■ **EXERCISE REQUIREMENTS**
Everything from the line containing "Tag every instance of the asphalt" to the last line of the records must be returned verbatim; nothing else belongs in the output.
※ ※ ※
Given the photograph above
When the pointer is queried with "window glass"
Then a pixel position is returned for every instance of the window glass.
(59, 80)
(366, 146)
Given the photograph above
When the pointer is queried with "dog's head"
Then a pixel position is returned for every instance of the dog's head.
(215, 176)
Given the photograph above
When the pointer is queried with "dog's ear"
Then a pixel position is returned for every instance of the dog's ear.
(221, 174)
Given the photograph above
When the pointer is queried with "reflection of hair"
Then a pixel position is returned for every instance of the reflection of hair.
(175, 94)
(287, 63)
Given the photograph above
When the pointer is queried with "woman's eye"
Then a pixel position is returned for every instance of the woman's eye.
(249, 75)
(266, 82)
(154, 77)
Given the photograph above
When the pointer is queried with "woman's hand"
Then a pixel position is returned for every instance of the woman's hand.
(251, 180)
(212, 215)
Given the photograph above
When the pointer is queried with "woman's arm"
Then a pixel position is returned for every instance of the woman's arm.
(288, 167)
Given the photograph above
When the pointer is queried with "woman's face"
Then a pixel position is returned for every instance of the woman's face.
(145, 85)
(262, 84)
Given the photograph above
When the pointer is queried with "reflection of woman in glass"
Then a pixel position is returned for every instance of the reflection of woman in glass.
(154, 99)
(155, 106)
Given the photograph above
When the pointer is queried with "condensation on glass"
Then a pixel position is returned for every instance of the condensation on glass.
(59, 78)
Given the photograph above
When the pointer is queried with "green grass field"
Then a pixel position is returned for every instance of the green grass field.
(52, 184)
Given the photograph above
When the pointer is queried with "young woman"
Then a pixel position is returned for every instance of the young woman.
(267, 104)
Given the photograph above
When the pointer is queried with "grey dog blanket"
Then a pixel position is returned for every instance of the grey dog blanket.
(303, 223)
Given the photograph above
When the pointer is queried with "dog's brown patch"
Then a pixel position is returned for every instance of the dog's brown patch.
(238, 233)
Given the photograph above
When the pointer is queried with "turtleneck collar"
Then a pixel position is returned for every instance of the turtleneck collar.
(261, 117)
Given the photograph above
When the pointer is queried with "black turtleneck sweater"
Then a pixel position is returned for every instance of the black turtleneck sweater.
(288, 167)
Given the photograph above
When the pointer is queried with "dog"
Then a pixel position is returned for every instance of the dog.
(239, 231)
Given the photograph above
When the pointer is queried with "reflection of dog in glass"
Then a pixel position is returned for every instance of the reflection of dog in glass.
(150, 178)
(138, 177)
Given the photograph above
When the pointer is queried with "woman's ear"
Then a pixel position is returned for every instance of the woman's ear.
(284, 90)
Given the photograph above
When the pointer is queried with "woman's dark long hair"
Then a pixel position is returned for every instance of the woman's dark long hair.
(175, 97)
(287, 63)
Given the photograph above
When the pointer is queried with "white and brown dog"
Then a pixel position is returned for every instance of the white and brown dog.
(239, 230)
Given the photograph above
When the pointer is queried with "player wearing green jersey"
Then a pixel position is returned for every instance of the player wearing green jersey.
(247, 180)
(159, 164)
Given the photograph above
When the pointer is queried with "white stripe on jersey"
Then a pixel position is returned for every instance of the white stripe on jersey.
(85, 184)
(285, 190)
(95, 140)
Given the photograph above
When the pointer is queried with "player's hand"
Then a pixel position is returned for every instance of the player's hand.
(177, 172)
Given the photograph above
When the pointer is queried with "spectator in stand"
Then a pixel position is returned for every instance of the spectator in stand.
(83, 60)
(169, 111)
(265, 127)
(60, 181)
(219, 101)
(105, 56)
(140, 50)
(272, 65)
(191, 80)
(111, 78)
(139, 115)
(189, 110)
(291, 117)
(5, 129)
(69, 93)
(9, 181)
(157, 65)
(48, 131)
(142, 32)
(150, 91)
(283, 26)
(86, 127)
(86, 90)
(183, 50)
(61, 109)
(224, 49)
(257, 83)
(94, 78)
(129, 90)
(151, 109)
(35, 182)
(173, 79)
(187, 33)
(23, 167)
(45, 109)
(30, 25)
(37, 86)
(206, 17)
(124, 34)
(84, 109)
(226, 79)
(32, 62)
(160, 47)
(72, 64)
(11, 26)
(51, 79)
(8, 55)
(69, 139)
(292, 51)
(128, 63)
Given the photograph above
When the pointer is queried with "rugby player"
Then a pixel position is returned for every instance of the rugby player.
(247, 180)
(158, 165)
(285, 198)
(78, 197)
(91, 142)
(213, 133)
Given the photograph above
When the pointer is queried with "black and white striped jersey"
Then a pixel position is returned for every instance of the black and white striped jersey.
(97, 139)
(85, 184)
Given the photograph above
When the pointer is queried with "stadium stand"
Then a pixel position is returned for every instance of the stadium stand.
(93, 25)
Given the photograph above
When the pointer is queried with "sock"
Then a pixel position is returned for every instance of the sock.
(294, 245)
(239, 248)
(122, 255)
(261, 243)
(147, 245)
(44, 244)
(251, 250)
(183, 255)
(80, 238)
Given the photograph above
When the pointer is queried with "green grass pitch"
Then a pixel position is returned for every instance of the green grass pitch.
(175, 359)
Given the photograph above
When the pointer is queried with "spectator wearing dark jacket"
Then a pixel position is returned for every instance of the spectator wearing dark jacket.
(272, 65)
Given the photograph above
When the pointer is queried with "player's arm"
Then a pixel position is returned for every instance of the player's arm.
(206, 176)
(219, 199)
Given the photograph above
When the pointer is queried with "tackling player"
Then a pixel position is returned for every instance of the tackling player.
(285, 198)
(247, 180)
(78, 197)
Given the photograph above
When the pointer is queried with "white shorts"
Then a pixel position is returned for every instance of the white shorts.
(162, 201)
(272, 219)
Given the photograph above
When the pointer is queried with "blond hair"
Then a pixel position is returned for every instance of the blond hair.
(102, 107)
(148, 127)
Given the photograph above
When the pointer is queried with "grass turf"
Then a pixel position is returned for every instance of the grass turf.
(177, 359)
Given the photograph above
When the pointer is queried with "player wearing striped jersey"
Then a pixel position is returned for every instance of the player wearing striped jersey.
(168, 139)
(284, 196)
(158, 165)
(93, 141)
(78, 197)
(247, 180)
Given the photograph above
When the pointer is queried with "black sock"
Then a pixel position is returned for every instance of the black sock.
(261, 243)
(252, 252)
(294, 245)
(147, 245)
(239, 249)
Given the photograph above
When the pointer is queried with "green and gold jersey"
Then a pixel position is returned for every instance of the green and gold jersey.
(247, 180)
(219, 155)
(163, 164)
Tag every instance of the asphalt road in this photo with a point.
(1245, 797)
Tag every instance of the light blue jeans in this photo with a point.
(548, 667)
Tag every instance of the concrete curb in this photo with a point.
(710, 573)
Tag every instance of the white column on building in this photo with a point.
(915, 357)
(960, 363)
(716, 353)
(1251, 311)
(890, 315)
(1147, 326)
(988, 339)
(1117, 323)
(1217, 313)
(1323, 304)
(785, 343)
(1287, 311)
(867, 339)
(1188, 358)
※ ※ ※
■ **THE OUTPUT**
Tag every instance of the asphalt road in this photo with a point.
(1245, 797)
Tag every instance of the light blue jeans in this photo with a point.
(548, 667)
Tag every instance of the concrete curb in this photo with a point.
(710, 573)
Tag every instance of the white column on building in this photo with a point.
(915, 357)
(960, 363)
(716, 353)
(1251, 311)
(890, 315)
(1147, 326)
(988, 339)
(1117, 323)
(1217, 313)
(1323, 304)
(785, 343)
(1287, 311)
(867, 339)
(1188, 358)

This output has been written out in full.